= YOUR INSTRUCTIONS =
Select every line in the entries below that contains the word "woman", and copy those lines.

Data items
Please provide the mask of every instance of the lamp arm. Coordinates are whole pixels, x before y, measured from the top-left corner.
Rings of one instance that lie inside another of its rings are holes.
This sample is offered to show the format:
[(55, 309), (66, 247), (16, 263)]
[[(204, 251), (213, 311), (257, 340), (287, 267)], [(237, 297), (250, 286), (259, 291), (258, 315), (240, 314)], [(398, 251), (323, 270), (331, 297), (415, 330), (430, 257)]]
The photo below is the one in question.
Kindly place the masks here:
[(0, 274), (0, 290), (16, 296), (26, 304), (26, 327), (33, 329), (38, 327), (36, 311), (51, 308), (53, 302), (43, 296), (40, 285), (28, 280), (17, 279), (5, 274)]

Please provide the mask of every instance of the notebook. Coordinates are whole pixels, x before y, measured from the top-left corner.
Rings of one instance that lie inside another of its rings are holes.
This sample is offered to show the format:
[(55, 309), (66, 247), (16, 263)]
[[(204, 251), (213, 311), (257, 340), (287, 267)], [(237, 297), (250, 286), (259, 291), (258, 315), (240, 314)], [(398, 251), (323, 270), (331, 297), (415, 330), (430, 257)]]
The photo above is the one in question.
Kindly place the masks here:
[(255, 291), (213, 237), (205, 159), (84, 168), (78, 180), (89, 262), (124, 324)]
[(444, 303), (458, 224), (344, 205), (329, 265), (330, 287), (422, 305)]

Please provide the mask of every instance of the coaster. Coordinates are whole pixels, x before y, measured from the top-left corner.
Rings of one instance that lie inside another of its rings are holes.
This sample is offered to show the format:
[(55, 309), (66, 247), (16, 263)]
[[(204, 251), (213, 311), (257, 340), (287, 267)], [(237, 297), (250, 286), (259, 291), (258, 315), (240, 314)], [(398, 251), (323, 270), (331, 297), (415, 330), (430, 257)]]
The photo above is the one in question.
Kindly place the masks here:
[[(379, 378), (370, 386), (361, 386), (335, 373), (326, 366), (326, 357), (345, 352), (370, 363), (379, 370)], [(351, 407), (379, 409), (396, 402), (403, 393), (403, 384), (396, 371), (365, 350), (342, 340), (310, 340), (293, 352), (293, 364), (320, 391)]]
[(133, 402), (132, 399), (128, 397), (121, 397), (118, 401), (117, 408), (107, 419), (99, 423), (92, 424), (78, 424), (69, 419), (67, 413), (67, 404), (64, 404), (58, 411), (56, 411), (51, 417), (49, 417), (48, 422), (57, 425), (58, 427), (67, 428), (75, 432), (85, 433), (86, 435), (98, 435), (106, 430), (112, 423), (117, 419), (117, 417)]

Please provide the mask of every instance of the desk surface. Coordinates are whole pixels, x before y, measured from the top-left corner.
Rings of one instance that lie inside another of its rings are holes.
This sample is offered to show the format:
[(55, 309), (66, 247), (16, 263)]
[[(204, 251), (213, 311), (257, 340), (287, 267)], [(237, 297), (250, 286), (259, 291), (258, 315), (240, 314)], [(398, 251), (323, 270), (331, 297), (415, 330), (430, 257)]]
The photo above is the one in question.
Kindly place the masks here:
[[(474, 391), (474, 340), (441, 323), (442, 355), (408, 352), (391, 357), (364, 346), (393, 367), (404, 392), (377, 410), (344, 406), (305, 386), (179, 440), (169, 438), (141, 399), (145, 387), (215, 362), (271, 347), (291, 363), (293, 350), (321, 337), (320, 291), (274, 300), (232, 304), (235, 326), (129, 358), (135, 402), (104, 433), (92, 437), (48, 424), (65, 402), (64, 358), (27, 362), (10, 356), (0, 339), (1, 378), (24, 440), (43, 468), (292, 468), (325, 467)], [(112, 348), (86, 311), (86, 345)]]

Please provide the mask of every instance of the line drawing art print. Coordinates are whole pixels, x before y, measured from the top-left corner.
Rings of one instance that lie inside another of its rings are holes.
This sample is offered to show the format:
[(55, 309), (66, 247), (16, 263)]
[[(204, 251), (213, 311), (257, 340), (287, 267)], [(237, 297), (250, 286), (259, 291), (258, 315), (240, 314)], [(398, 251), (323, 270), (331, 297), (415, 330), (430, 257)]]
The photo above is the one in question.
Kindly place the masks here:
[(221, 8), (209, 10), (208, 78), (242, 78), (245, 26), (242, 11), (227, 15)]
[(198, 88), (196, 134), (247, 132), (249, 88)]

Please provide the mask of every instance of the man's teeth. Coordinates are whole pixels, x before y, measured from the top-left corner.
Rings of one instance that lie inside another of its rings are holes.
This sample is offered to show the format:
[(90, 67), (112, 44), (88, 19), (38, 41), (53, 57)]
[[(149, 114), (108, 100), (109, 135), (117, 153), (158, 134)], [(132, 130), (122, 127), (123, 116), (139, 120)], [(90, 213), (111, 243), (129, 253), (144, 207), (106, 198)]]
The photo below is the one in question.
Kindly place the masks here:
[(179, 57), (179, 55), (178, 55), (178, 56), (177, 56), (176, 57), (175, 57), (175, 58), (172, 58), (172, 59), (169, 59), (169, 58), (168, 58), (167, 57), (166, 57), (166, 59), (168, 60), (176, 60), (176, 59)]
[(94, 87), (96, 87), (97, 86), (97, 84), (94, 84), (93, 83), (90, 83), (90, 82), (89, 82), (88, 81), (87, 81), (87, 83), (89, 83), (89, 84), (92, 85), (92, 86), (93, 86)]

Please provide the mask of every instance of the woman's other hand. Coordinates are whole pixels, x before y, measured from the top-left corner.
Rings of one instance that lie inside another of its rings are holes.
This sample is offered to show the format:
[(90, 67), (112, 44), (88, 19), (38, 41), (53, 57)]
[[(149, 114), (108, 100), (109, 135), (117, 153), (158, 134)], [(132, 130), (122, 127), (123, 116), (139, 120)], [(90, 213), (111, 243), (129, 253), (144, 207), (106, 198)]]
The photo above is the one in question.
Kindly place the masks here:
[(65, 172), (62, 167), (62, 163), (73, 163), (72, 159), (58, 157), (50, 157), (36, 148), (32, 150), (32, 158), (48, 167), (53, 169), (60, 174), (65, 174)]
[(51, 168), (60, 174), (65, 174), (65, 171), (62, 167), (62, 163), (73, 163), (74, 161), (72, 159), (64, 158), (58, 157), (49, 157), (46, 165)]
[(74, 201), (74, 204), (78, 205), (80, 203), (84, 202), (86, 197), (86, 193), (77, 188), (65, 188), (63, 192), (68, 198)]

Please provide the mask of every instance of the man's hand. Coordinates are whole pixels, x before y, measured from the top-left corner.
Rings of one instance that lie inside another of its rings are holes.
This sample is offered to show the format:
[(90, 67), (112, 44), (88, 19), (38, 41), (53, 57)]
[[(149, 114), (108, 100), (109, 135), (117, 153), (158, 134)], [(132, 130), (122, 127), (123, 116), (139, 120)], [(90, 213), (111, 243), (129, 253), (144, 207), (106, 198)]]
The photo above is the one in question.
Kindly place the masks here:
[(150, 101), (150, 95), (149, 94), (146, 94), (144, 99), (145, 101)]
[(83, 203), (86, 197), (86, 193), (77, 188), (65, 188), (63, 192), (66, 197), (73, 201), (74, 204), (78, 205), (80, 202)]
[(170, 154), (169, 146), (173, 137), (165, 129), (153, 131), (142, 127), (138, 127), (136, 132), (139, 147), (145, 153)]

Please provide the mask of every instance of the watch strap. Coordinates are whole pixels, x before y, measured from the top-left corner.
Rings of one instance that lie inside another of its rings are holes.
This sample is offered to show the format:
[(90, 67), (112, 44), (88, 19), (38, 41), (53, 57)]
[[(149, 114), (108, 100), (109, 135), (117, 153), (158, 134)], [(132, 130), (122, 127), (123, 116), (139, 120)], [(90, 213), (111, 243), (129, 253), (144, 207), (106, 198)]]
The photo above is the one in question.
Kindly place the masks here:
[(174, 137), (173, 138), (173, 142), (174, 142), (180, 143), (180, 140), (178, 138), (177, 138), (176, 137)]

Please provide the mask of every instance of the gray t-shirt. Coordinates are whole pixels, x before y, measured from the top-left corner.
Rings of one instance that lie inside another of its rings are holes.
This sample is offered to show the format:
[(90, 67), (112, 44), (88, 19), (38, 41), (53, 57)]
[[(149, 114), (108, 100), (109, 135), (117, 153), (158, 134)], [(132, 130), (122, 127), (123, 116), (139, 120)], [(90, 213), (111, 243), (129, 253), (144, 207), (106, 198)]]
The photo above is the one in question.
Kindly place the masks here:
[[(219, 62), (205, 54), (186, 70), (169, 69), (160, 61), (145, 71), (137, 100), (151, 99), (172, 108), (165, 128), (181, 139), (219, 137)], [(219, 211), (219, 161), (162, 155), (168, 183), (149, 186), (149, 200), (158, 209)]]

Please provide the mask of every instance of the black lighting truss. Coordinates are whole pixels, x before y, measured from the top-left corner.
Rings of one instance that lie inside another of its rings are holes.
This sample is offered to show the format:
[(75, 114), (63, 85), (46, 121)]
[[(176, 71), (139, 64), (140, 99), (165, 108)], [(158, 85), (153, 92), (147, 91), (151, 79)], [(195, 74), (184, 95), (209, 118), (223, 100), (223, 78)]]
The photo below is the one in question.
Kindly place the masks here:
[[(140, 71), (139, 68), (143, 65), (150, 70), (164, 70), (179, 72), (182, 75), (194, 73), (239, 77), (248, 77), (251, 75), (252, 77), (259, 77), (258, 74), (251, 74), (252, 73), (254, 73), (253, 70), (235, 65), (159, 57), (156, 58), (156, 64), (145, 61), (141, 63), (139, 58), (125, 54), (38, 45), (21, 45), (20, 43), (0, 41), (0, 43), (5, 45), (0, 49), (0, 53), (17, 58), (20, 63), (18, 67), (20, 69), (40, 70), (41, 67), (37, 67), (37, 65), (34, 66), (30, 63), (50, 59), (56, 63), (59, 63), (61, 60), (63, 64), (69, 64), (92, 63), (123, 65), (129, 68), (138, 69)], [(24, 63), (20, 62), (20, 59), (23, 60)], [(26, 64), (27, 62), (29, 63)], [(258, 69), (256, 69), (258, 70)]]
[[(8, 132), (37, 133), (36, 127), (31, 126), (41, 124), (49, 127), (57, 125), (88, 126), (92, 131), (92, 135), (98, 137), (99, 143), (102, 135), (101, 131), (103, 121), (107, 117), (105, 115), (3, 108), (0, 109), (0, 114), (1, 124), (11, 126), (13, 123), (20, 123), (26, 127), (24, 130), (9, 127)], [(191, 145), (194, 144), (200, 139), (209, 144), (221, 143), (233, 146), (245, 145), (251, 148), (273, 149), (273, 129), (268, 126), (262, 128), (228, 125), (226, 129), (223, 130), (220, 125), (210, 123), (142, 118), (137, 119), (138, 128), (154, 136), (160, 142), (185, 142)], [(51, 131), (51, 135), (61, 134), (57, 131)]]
...
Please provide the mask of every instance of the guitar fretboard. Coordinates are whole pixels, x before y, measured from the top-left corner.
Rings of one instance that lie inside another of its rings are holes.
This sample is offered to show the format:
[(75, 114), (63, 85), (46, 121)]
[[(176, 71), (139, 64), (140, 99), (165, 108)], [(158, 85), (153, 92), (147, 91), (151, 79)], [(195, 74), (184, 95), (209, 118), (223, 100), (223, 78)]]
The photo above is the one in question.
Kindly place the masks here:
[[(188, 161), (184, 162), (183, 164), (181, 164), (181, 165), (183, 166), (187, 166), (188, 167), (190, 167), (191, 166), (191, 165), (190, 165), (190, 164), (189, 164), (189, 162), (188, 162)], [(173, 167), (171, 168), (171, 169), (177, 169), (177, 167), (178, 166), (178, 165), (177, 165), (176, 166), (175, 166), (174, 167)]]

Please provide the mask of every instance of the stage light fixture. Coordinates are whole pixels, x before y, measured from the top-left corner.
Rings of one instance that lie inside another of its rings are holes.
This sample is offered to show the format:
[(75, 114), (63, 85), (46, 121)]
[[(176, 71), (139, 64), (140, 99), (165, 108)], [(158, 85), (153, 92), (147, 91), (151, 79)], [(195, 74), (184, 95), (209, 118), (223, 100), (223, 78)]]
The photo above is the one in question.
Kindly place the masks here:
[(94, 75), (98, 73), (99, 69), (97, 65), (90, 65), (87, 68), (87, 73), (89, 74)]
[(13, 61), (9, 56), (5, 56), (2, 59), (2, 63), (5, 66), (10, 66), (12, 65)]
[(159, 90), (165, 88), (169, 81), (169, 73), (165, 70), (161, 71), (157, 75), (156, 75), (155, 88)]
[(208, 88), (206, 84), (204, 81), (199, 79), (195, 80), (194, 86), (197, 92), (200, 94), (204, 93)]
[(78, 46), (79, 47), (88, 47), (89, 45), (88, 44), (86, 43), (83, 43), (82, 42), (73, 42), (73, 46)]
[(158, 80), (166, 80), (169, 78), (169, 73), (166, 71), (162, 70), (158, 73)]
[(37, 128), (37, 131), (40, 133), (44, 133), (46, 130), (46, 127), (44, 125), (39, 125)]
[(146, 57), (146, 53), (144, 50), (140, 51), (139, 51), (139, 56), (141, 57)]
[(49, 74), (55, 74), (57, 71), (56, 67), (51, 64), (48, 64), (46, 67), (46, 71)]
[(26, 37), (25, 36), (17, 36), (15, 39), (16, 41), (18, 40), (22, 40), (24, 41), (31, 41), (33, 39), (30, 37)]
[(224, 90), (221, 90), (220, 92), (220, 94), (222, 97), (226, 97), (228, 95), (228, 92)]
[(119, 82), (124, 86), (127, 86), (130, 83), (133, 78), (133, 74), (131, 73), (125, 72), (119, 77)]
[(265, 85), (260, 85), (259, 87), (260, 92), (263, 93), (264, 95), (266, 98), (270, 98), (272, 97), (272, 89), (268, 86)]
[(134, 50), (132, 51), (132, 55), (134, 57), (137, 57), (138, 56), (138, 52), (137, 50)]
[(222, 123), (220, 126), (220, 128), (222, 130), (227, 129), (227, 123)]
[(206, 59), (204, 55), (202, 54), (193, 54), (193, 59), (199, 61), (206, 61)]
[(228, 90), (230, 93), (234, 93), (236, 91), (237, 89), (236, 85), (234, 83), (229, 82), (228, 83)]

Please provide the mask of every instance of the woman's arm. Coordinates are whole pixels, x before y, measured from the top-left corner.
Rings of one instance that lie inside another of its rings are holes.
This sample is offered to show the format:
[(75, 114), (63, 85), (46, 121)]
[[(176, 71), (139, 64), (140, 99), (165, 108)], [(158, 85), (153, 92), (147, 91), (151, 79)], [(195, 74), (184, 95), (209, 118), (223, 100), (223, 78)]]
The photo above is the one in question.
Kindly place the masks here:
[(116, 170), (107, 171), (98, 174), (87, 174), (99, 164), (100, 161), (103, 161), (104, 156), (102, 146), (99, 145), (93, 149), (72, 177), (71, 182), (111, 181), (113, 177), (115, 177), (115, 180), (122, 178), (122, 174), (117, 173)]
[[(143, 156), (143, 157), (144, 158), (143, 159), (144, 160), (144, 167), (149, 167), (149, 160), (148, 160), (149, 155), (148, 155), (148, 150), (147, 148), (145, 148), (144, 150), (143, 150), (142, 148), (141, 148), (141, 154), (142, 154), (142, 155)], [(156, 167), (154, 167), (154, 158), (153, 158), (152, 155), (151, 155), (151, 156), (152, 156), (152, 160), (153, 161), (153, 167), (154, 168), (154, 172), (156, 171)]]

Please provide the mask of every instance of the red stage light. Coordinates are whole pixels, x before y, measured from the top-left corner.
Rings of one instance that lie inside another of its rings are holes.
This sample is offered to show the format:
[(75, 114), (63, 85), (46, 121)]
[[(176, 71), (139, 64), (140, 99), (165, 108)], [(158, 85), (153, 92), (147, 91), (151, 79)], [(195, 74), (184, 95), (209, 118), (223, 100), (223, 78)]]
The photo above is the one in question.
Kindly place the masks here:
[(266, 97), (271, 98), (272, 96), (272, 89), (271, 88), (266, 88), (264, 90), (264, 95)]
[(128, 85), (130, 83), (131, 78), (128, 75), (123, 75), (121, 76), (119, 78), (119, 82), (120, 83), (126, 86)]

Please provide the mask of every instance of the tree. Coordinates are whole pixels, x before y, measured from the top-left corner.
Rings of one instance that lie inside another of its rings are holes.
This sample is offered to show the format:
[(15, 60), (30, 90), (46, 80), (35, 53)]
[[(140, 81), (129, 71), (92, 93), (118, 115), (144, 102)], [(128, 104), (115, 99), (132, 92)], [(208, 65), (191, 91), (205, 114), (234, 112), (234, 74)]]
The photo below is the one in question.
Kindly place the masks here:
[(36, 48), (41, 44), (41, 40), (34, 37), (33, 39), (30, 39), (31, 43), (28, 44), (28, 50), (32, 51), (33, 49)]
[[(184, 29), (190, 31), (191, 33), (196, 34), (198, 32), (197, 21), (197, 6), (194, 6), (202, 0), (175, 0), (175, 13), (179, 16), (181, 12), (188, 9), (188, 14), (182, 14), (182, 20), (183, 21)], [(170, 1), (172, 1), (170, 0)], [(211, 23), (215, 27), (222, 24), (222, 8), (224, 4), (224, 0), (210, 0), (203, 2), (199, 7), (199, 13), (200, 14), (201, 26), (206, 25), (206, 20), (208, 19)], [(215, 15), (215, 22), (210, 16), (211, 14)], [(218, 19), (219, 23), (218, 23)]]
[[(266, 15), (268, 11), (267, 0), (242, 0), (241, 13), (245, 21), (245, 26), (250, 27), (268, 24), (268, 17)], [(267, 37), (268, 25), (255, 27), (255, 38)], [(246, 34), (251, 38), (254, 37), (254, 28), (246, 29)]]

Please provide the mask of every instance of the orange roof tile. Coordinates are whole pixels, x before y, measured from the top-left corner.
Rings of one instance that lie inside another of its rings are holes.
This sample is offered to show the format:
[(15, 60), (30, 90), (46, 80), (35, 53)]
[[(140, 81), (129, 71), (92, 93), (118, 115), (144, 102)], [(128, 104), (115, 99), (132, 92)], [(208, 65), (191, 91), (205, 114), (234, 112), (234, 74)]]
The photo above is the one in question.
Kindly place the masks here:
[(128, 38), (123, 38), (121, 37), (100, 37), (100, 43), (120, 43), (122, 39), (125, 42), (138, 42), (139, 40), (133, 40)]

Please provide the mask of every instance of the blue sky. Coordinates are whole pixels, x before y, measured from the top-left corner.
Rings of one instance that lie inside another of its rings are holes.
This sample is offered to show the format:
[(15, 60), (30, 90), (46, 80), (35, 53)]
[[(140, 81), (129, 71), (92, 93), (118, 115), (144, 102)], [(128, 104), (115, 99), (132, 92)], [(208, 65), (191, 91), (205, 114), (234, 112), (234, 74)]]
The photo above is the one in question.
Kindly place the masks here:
==
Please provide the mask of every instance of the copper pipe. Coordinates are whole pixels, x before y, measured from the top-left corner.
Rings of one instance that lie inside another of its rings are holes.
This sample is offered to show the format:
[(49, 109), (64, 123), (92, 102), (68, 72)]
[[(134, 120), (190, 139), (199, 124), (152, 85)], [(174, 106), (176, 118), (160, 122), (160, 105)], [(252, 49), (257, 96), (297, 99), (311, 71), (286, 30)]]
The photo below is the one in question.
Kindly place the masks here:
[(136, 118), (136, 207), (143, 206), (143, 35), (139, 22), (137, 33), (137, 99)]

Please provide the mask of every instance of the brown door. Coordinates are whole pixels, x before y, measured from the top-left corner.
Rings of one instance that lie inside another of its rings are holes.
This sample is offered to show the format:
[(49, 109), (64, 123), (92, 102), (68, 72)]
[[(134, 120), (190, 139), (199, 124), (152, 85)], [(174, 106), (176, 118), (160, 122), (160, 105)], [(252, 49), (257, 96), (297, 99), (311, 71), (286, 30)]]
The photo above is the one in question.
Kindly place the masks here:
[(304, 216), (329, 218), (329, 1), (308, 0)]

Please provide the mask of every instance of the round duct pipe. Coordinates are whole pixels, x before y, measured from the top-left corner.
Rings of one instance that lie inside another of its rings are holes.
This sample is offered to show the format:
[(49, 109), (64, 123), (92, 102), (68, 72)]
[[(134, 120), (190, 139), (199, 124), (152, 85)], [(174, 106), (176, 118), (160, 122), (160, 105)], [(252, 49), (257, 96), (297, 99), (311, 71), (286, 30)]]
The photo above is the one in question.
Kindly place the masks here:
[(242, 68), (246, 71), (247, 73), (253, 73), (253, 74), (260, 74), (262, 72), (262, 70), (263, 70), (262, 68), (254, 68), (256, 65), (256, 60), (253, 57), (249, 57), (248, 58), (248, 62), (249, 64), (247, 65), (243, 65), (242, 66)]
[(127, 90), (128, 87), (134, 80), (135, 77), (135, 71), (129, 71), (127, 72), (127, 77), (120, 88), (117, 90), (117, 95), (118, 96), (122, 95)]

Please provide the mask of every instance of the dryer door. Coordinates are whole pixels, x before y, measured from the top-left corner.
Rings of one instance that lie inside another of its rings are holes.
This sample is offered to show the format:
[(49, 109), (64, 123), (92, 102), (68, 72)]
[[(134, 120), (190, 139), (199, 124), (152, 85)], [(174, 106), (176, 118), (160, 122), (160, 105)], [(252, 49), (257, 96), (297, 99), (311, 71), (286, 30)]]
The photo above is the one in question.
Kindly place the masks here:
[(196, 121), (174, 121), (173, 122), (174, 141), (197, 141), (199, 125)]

= IN RESPONSE =
Please provide the mask of every instance of the woman's other hand. Coordinates are whole pixels, x before y, measured from the top-left corner.
Please provide the mask of every instance of the woman's arm. Coordinates are whole pixels, x before y, measured from the top-left corner.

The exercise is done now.